> [What is being asked] Count how many lines in the data below contain the string "facade". Reply with the number only.

>> START Records provided

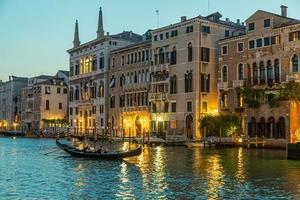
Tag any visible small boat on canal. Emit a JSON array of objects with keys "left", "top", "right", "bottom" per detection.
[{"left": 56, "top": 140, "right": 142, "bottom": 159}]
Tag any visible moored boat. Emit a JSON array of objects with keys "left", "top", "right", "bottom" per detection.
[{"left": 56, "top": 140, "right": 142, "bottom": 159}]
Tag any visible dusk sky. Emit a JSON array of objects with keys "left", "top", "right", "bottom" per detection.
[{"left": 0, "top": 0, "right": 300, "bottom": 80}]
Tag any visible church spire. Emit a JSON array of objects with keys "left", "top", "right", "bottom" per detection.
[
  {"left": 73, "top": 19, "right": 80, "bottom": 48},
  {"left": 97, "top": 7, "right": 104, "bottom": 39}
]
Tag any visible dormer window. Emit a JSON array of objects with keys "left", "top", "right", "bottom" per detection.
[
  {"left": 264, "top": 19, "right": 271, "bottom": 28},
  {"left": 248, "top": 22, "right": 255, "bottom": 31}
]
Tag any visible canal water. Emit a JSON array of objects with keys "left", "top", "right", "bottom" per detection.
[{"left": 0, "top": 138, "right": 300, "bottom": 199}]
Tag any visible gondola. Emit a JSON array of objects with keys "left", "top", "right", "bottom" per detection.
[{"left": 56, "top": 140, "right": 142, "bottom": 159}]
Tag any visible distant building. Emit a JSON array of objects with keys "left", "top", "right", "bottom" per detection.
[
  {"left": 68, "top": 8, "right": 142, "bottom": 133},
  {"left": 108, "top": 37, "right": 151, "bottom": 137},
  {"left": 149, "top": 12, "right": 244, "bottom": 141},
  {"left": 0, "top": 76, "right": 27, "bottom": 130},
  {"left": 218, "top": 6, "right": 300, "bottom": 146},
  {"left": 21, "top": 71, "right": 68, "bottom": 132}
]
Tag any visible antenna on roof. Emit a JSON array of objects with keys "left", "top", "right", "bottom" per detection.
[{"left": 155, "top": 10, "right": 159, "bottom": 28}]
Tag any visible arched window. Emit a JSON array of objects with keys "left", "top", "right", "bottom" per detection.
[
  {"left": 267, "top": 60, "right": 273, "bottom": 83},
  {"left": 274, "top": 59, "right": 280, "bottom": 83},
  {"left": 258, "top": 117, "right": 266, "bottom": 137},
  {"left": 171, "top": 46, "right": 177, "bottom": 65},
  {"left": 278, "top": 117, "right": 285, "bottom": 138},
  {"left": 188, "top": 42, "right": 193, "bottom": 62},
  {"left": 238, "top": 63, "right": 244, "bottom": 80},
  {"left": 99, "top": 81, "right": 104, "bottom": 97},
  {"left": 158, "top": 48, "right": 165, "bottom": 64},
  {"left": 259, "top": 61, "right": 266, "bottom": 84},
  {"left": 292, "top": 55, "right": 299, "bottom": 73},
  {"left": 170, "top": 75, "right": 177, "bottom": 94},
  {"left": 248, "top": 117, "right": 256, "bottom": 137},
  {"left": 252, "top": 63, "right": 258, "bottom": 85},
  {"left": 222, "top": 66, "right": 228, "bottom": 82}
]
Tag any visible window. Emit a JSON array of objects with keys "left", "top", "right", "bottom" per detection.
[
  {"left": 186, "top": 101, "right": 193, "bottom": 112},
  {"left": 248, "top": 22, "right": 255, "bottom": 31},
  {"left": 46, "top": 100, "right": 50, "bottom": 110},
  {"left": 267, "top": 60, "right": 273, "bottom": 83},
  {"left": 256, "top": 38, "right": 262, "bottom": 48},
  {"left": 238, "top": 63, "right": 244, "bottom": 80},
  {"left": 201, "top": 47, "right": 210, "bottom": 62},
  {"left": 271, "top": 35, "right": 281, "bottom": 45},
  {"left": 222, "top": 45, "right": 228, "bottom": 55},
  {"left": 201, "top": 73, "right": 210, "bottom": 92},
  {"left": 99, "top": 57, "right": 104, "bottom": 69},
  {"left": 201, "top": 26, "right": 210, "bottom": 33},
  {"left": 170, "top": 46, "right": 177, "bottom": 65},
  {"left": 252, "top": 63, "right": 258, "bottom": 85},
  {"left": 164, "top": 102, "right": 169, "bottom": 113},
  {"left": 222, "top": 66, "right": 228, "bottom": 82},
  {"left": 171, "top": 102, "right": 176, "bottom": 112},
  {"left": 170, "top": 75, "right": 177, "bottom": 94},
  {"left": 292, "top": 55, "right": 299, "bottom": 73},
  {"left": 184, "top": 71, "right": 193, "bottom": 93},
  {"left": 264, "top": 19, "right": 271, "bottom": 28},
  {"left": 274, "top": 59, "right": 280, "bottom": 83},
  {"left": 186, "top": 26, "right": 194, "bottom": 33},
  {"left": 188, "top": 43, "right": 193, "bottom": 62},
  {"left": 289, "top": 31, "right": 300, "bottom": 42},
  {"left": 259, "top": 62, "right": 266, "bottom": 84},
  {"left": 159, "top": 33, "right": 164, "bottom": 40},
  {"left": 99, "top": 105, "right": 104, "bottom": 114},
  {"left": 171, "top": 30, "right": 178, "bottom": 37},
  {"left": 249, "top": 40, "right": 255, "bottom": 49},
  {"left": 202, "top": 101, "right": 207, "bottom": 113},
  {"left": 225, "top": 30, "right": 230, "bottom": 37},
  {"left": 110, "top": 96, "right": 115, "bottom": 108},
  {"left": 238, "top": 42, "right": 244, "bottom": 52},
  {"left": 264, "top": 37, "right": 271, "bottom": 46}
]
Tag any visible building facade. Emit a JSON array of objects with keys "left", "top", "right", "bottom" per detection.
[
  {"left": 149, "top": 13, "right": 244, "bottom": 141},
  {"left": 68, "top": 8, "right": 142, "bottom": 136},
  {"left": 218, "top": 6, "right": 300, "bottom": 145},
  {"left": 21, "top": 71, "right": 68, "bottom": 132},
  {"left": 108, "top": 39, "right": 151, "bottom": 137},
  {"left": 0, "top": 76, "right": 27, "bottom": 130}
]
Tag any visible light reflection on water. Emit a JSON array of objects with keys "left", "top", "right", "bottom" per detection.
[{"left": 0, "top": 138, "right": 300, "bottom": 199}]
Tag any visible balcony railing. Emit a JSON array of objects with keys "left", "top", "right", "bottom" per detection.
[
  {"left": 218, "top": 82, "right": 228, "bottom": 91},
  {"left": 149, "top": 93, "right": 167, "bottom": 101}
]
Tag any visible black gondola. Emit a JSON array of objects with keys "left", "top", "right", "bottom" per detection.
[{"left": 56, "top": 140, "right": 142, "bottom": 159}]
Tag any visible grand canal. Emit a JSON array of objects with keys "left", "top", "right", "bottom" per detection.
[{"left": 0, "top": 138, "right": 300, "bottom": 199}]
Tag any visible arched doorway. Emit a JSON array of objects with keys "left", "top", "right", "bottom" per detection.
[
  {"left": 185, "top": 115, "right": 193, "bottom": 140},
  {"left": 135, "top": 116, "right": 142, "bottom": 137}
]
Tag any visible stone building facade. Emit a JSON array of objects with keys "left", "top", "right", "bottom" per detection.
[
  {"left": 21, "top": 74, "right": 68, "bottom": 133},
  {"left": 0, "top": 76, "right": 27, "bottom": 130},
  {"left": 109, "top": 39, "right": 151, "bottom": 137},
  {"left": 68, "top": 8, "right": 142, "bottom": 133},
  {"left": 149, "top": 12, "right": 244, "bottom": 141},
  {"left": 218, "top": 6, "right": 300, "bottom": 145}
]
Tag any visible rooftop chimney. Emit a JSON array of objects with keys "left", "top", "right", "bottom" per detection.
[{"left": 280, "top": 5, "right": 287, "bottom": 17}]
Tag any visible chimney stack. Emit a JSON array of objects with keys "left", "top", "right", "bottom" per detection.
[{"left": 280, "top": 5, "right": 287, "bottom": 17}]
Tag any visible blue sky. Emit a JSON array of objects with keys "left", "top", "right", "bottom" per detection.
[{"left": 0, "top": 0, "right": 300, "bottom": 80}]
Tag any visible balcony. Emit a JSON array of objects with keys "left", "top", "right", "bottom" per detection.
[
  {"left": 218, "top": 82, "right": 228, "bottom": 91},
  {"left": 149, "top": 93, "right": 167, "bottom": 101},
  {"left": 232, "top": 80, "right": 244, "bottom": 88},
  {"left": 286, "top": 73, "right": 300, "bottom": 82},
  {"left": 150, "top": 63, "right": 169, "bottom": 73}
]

>> END Records provided
>> START Records provided

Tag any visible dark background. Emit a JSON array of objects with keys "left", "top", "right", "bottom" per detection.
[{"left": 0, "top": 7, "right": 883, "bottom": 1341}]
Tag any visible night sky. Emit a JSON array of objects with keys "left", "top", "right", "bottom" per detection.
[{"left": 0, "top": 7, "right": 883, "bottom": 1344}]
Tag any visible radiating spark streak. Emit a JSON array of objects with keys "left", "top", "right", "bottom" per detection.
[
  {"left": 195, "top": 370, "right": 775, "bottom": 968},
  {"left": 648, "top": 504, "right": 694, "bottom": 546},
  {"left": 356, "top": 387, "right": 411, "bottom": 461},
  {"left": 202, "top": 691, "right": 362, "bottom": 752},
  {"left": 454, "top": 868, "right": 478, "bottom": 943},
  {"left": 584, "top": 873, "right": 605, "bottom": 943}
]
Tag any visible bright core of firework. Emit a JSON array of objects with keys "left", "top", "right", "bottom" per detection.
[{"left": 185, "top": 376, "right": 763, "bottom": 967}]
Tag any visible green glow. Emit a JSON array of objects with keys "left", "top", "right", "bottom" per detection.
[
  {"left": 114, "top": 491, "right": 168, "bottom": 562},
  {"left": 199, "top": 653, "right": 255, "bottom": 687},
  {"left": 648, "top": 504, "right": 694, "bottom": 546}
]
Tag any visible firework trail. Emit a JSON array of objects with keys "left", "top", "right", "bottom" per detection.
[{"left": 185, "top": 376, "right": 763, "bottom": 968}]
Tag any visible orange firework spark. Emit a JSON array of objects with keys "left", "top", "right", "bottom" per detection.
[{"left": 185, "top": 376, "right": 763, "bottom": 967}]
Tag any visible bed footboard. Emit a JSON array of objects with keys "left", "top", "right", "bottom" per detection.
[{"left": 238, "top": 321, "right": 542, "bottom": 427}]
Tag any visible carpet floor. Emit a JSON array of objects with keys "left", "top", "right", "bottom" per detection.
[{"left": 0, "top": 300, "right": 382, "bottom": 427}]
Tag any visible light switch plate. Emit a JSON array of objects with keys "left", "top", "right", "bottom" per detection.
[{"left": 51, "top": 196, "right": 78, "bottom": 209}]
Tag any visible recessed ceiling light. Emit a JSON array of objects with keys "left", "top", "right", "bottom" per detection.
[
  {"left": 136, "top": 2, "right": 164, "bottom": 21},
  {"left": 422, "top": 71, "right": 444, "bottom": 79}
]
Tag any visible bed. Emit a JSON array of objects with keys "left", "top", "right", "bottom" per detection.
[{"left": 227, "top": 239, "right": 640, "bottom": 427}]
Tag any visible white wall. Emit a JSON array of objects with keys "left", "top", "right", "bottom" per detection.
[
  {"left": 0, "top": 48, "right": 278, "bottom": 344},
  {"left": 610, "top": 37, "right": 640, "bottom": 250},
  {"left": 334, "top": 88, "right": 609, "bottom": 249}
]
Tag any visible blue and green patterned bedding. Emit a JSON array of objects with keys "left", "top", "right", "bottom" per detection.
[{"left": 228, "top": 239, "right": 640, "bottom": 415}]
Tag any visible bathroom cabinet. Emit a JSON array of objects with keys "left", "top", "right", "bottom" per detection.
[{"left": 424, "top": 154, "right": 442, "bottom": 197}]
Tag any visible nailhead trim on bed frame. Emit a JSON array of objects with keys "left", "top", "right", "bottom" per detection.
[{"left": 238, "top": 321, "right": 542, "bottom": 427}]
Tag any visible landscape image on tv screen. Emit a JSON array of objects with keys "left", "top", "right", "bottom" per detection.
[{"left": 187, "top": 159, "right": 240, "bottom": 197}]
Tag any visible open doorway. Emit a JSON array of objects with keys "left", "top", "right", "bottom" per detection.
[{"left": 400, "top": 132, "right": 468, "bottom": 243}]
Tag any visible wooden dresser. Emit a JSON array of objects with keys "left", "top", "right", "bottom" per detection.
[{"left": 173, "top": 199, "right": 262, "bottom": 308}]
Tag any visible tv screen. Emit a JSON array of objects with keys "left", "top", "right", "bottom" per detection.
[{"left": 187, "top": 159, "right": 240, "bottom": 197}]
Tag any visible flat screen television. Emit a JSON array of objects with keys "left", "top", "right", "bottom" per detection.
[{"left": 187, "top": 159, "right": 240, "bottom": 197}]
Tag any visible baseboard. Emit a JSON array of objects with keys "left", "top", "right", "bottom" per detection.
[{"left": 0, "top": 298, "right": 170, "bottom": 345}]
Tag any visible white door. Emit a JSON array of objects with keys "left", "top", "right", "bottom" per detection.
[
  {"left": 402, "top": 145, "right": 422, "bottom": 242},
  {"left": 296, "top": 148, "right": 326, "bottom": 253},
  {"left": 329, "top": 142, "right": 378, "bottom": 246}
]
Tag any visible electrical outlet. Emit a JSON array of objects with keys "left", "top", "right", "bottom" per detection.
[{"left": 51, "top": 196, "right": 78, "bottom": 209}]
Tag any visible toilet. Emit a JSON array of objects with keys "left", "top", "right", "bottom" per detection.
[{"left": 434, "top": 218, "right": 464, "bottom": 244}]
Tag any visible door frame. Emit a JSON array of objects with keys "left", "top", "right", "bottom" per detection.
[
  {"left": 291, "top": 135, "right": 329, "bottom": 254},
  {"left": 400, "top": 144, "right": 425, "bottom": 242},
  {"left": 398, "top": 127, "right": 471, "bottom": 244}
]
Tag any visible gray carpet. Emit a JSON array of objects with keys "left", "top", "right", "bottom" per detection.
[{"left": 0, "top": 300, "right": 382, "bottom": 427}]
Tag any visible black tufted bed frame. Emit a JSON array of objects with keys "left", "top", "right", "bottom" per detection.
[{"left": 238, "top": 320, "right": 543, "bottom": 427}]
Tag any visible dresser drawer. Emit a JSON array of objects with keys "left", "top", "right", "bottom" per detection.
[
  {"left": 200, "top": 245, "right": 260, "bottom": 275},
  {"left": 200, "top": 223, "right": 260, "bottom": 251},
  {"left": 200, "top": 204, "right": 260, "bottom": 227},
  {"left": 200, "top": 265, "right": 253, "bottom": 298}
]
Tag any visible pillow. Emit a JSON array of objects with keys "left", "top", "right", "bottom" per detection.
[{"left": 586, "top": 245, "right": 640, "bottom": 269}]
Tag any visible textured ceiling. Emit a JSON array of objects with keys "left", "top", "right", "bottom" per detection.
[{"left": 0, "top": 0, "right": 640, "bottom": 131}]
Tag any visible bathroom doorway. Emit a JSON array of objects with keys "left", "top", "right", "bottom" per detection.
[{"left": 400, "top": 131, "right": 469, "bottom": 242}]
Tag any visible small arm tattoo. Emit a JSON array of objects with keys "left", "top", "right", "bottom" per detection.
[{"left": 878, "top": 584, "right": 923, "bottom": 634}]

>> END Records provided

> [Response to the exercise] 2